• Task prompt:
Starting from the line that contains "of the clock", output every remaining line of the records below exactly as it appears, that line and the last one included.

[Referring expression data]
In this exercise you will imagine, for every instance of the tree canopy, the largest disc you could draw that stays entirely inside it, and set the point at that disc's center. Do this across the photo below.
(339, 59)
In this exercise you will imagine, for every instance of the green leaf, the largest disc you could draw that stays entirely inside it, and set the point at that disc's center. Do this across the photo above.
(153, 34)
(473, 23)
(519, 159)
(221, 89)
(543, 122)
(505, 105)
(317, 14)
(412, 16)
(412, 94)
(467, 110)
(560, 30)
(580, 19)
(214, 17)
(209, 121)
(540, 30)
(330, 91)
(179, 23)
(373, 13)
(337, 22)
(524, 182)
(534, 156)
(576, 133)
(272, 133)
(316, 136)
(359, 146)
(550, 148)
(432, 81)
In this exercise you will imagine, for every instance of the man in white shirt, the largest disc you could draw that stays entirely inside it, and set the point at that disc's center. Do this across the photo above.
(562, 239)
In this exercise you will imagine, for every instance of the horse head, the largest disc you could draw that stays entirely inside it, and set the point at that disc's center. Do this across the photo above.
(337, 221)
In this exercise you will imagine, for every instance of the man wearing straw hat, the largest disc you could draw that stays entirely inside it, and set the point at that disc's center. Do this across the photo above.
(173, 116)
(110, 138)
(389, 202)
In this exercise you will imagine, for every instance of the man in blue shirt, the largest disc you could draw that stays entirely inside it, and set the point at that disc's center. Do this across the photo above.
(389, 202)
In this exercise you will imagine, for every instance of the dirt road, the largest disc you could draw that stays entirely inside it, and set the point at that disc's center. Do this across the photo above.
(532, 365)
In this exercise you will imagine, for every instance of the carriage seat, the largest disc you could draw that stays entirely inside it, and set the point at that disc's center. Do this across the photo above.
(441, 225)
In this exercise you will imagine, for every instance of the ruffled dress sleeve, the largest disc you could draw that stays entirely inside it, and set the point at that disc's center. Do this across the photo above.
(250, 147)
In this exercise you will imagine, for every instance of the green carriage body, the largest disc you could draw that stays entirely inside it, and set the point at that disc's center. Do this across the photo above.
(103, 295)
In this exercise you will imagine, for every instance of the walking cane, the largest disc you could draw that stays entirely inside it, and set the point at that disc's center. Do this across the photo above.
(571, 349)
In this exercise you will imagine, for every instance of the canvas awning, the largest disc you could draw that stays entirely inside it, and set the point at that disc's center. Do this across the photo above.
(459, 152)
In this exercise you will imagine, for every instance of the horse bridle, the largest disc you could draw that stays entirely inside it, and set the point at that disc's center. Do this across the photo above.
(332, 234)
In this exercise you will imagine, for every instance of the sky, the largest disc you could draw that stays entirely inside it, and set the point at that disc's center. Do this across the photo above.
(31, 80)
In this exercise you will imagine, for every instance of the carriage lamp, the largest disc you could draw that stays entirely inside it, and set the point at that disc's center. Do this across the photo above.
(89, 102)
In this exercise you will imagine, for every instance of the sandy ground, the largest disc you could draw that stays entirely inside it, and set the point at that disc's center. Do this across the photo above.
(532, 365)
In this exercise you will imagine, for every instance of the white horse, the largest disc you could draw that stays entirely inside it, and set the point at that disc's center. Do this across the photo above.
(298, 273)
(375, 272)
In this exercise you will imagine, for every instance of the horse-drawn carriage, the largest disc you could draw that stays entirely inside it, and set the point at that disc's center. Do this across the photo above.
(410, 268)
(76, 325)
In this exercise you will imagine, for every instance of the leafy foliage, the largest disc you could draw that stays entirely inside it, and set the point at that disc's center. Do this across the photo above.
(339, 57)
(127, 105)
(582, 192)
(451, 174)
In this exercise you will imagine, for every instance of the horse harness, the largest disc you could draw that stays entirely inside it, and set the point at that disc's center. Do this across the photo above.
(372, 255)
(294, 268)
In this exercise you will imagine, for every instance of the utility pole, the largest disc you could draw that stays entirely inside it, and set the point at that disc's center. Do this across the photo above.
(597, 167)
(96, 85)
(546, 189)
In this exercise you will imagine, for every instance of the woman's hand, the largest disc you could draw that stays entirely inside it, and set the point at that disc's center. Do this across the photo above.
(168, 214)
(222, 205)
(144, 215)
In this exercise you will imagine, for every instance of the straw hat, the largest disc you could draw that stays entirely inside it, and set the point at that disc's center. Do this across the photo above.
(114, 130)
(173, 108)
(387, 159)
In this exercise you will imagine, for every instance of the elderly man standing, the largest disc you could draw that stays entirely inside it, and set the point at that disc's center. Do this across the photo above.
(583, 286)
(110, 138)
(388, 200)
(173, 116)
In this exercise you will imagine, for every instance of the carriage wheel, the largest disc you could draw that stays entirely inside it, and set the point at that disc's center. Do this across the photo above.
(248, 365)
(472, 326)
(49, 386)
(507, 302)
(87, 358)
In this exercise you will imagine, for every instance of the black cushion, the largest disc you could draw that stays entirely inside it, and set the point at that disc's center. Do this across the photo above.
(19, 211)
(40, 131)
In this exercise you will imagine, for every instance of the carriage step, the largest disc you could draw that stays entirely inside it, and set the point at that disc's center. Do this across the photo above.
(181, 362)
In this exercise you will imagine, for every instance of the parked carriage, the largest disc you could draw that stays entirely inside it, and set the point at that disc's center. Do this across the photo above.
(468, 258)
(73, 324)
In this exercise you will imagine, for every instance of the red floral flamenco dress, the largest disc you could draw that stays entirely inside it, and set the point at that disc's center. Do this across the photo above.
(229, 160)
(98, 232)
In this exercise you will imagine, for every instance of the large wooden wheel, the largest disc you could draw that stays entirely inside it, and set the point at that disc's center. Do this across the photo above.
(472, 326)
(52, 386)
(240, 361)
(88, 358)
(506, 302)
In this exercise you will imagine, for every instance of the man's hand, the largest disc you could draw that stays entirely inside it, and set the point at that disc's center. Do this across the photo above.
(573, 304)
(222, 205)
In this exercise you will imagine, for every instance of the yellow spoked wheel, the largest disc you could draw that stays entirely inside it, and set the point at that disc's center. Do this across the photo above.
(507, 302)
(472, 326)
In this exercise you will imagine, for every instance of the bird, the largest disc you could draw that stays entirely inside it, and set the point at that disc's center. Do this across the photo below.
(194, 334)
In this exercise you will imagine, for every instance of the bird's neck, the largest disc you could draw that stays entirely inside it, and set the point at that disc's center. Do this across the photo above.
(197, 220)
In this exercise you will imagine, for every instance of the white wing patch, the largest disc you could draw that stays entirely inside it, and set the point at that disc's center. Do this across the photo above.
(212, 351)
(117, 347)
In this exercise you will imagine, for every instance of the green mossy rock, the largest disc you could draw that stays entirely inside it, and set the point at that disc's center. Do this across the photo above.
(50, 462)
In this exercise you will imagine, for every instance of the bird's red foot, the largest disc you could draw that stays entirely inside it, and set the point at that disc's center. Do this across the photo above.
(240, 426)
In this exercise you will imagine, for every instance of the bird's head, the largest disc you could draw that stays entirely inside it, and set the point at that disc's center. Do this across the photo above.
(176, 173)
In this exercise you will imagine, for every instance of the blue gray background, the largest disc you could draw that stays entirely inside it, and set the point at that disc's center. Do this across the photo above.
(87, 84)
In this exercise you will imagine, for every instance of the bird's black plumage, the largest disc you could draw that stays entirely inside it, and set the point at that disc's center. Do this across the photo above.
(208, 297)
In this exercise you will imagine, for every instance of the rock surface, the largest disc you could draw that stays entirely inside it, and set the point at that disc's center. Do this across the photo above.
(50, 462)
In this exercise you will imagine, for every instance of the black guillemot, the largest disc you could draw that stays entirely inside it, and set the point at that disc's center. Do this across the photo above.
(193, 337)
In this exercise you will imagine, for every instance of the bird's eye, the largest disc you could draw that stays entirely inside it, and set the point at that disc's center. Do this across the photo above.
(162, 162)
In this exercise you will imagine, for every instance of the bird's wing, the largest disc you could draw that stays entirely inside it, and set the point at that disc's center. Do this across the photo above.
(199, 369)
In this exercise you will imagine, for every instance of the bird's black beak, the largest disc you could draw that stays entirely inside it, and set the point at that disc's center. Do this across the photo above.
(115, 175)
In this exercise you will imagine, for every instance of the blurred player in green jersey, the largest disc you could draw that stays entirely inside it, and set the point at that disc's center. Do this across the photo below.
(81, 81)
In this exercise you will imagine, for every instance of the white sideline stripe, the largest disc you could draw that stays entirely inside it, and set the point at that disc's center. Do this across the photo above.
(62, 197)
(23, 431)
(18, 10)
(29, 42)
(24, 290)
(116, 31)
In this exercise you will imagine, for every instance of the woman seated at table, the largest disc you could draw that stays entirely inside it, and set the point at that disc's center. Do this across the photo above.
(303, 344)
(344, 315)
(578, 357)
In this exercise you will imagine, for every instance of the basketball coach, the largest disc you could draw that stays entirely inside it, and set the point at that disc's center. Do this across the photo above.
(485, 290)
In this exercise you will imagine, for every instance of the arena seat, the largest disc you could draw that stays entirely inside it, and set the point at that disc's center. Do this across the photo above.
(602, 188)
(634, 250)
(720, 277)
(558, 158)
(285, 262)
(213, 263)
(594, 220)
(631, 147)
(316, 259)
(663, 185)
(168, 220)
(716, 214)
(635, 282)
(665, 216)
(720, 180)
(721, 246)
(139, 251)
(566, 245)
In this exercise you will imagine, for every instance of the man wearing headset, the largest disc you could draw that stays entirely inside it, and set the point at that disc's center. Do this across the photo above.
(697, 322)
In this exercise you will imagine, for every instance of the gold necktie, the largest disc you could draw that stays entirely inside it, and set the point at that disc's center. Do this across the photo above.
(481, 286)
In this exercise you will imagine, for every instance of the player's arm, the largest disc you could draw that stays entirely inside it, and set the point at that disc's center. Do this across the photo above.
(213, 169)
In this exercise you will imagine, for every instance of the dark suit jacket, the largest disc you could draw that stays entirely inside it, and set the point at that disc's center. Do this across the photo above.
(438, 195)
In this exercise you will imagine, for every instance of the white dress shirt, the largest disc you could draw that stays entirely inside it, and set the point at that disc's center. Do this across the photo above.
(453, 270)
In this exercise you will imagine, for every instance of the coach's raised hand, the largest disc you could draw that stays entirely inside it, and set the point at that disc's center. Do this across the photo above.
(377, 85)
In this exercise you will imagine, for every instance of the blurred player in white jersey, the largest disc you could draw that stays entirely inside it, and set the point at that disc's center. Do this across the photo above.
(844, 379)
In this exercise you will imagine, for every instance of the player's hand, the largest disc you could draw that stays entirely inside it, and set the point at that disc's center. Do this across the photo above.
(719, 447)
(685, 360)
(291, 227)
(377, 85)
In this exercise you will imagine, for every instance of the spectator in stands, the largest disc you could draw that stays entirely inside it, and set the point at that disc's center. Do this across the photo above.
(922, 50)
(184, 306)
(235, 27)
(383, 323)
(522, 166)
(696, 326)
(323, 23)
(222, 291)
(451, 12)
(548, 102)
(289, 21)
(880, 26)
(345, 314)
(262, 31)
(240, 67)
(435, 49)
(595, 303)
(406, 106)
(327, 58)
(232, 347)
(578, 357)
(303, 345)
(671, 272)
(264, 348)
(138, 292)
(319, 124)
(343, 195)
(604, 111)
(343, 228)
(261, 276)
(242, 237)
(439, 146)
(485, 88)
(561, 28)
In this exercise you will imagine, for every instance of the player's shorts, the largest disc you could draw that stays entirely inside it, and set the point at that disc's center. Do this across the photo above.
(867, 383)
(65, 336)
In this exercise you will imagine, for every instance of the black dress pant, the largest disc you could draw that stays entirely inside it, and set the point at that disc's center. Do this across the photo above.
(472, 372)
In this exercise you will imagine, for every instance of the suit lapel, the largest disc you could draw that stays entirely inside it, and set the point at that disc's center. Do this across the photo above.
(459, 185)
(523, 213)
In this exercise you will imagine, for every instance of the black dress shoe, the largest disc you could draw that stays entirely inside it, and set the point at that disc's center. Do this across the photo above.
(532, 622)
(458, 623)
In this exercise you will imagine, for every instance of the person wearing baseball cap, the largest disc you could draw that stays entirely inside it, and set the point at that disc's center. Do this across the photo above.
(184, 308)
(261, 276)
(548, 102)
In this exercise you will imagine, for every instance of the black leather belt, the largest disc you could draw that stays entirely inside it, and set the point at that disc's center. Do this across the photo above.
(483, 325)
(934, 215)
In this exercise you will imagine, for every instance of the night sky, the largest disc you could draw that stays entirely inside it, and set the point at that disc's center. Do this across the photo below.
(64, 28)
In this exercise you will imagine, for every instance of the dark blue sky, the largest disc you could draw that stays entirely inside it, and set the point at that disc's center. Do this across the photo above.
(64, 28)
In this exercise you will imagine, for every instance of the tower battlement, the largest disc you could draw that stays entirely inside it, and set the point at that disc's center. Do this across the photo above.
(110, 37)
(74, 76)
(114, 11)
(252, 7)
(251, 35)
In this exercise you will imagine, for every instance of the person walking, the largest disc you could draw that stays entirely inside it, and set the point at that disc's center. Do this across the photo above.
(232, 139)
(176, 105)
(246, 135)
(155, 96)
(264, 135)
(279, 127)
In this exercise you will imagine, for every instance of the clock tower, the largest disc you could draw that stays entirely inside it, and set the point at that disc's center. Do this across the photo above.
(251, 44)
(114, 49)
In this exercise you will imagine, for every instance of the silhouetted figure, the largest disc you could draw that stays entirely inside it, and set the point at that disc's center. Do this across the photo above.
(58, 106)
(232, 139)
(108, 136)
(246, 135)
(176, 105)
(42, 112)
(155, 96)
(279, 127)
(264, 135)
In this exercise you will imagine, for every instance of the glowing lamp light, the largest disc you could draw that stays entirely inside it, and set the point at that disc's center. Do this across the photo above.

• Solution below:
In this exercise you will imagine, for every instance of the clock tower, the largest disc you could draw that stays entirely inside it, and set the point at that disc's center. Do this across the photo above.
(251, 44)
(114, 49)
In this exercise you will imagine, for every instance of the silhouetted figure, the largest disc you could draw that stays entirely inside it, and set the point at that disc's center. Do this across the photo above.
(58, 106)
(232, 139)
(108, 136)
(246, 135)
(176, 105)
(42, 112)
(155, 96)
(279, 127)
(264, 135)
In this exercise you will imagine, for every instance of the glowing lamp light, the largest disc you could draw that stays entirely inside it, and set the point at that disc's center. Do this across the photo above.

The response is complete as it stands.